By Sergio Perez and Michael Gore
MADRID (Reuters) – Born without the lower part of his left arm, eight-year old Juan Moyolema was thrilled to receive a new hand from a Madrid-based organisation that uses 3D printers to create tailor-made prostheses which it donates to people around the world.
With his sister and two brothers looking on, he tried out his new limb for the first time in the family living room, slowly flexing at the elbow to close the hand.
“It’s going to help me pick things up, things like toys,” he said, grinning widely, before tentatively shaking the hand of Guillermo Martinez, founder of Ayudame3D, the social entity that made the arm.
A former toy designer with a passion for 3D printing, Martinez, 27, began tinkering with the devices as a hobby.
But after a 2017 trip to deliver prostheses to an orphanage in Kenya’s Rift Valley, he decided to dedicate himself full-time to the initiative and set up Ayudame3D.
“The five arms that I took (to Kenya)…worked so well, so perfectly that I asked myself ‘How can I just stop here?'”
Four years later, the organisation has grown into an international entity that delivers 200 to 250 arms a year all over the world, free of charge, to anybody who requests one.
From his workspace in a converted shipping container crammed with dozens of printers, prototypes and off-cuts, Martinez oversees a team of six staff and multiple collaborators across the country.

• MATERIAL SUPPLIED:
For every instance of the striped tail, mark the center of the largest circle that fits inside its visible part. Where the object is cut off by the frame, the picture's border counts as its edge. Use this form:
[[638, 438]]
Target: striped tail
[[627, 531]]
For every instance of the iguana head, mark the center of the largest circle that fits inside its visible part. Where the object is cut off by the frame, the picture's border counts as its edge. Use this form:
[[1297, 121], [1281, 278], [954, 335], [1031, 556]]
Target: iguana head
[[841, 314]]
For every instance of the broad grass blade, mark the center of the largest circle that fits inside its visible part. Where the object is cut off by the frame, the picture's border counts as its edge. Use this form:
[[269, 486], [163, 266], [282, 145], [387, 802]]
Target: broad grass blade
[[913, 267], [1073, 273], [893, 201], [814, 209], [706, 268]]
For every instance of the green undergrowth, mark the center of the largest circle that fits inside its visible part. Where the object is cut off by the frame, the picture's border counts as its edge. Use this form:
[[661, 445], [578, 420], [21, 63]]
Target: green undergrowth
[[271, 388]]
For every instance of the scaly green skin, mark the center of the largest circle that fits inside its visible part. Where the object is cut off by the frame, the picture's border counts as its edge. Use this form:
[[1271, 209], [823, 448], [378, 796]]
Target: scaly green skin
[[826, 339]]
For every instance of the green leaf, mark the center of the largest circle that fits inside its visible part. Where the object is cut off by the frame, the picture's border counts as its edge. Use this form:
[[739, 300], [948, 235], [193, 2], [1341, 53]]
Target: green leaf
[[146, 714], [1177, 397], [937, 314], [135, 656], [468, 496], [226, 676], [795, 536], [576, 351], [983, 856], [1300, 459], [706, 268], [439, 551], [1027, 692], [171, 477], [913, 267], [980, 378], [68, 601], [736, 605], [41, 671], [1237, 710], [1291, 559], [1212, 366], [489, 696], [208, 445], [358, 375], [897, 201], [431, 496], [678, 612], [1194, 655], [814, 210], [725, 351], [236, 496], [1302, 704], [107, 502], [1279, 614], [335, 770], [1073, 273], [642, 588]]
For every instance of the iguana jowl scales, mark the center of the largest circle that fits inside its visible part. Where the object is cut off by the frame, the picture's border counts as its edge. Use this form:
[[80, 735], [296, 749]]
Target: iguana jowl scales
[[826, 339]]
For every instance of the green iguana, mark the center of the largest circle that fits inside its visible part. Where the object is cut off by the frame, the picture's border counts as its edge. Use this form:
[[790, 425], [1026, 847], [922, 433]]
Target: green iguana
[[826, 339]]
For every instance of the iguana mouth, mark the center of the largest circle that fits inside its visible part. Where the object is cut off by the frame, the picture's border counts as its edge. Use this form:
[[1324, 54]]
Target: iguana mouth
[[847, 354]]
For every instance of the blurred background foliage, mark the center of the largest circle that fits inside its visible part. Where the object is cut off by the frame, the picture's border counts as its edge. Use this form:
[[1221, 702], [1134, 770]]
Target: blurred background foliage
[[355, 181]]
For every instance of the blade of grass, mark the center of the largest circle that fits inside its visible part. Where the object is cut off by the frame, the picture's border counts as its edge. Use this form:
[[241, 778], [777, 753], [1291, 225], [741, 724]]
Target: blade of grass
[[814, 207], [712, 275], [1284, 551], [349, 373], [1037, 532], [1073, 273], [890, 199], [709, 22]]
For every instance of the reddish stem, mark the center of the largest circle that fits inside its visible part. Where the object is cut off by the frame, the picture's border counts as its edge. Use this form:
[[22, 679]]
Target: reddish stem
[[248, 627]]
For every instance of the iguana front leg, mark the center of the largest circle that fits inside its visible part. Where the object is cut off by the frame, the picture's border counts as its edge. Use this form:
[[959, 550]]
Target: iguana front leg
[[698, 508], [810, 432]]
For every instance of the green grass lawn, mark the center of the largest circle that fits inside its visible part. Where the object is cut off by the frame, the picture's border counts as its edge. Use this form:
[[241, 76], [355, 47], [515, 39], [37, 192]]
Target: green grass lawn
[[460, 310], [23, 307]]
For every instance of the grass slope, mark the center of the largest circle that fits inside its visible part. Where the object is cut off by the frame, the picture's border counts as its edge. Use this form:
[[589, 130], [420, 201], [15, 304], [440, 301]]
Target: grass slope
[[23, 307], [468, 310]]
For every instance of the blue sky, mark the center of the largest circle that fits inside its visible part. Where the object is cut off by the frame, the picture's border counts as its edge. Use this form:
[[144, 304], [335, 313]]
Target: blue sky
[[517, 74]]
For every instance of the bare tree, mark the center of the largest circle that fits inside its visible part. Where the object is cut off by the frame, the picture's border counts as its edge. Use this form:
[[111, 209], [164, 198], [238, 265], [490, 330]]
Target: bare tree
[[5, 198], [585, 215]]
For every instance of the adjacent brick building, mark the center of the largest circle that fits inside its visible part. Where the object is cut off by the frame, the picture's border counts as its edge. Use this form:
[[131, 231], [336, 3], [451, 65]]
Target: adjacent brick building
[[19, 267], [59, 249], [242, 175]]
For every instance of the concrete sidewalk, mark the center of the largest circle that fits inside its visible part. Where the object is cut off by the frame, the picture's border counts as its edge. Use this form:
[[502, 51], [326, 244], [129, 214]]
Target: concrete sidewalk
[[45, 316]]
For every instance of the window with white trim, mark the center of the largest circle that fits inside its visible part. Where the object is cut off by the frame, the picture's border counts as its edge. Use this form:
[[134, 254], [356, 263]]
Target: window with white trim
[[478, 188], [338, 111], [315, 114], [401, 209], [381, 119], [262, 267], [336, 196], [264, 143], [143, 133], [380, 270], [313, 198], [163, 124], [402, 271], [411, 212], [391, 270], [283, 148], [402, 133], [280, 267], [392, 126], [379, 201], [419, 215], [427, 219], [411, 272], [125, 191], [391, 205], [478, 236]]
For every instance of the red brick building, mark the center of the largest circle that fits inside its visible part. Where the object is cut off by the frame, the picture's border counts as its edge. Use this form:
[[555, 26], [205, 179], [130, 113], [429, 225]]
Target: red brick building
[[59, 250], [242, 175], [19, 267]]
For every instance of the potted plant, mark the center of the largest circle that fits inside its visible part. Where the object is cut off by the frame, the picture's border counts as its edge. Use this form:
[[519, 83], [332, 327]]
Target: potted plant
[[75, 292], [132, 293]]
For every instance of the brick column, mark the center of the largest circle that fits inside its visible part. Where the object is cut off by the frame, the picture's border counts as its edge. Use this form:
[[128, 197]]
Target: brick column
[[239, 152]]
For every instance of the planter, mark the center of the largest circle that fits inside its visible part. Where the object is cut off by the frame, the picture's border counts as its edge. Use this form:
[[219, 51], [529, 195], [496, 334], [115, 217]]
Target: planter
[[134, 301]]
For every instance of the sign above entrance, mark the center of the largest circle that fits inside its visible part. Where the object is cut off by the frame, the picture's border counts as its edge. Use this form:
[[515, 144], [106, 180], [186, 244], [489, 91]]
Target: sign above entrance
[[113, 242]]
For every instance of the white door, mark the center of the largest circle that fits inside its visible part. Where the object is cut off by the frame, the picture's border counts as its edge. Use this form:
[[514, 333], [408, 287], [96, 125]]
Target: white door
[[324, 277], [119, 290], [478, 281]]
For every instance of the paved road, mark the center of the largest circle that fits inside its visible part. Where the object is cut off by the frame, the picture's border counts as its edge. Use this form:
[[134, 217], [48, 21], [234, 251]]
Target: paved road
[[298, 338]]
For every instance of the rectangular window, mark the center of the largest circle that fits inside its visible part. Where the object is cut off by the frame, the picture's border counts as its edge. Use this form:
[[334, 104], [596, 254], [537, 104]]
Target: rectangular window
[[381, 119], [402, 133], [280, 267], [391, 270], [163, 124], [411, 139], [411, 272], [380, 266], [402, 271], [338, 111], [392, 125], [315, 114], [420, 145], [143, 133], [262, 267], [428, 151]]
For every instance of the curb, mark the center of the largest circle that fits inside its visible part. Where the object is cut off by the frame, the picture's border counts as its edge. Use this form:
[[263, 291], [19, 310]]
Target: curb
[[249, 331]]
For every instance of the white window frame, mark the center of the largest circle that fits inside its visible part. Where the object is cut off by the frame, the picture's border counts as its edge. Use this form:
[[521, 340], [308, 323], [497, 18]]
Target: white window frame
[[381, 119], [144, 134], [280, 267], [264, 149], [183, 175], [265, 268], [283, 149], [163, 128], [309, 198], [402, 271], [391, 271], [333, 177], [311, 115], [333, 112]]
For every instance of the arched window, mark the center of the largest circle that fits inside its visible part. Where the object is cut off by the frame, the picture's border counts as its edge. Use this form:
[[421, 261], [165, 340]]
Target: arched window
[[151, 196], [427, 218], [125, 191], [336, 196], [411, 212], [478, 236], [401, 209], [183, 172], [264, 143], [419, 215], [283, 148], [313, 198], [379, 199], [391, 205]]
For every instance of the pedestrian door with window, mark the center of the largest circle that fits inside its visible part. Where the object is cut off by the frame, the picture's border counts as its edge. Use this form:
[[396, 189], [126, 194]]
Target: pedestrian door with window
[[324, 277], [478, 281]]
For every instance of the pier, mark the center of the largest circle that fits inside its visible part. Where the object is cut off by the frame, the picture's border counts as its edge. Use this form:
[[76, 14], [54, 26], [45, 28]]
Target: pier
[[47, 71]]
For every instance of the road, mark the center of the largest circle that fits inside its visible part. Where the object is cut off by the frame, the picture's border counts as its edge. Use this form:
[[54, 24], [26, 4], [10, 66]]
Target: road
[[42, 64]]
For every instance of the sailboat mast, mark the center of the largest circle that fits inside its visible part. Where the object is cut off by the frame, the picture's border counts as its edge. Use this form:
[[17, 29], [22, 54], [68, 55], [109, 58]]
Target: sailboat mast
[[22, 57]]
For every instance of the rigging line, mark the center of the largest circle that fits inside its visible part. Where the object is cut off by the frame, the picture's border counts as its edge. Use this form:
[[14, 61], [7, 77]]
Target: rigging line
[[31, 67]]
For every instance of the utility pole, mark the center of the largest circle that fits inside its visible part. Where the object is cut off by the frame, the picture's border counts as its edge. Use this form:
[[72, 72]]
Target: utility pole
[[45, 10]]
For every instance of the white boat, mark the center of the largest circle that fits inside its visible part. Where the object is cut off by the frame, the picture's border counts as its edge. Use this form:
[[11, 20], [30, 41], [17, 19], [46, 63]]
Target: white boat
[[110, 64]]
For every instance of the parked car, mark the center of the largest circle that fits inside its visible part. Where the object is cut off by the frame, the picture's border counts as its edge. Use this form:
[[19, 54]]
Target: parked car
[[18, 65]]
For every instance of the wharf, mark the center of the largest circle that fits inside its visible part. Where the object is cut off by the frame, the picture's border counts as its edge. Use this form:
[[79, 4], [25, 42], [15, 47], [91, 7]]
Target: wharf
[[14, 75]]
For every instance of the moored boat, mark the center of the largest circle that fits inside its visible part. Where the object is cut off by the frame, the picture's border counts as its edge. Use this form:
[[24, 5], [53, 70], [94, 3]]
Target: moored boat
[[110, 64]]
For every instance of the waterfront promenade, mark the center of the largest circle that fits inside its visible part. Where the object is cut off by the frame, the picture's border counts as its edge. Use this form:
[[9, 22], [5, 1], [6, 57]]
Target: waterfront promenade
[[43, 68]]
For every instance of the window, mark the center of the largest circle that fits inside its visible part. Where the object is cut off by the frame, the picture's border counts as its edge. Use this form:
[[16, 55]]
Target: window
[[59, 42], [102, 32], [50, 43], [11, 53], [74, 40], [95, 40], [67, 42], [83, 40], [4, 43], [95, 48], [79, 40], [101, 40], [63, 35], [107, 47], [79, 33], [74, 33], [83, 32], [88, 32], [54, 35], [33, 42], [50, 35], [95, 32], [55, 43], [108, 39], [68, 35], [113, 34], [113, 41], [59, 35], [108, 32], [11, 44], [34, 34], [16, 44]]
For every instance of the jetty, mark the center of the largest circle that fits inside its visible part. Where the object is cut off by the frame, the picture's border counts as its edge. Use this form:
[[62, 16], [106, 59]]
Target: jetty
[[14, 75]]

• EXPLORE THE MATERIAL:
(a) Set down, word for word, the part of the article on 3D-printed prostheses that opens with the words "With his sister" and closes with "set up Ayudame3D.".
(b) Answer these from the article on 3D-printed prostheses:
(i) How old is Juan Moyolema?
(ii) Where was the orphanage that received prostheses on the 2017 trip?
(iii) How many staff does Martinez oversee?
(c) List every person named in the article on 3D-printed prostheses.

• SOLUTIONS:
(a)
With his sister and two brothers looking on, he tried out his new limb for the first time in the family living room, slowly flexing at the elbow to close the hand.
“It’s going to help me pick things up, things like toys,” he said, grinning widely, before tentatively shaking the hand of Guillermo Martinez, founder of Ayudame3D, the social entity that made the arm.
A former toy designer with a passion for 3D printing, Martinez, 27, began tinkering with the devices as a hobby.
But after a 2017 trip to deliver prostheses to an orphanage in Kenya’s Rift Valley, he decided to dedicate himself full-time to the initiative and set up Ayudame3D.

(b)
(i) Eight years old.
(ii) In Kenya's Rift Valley.
(iii) Six.

(c) Sergio Perez, Michael Gore, Juan Moyolema, Guillermo Martinez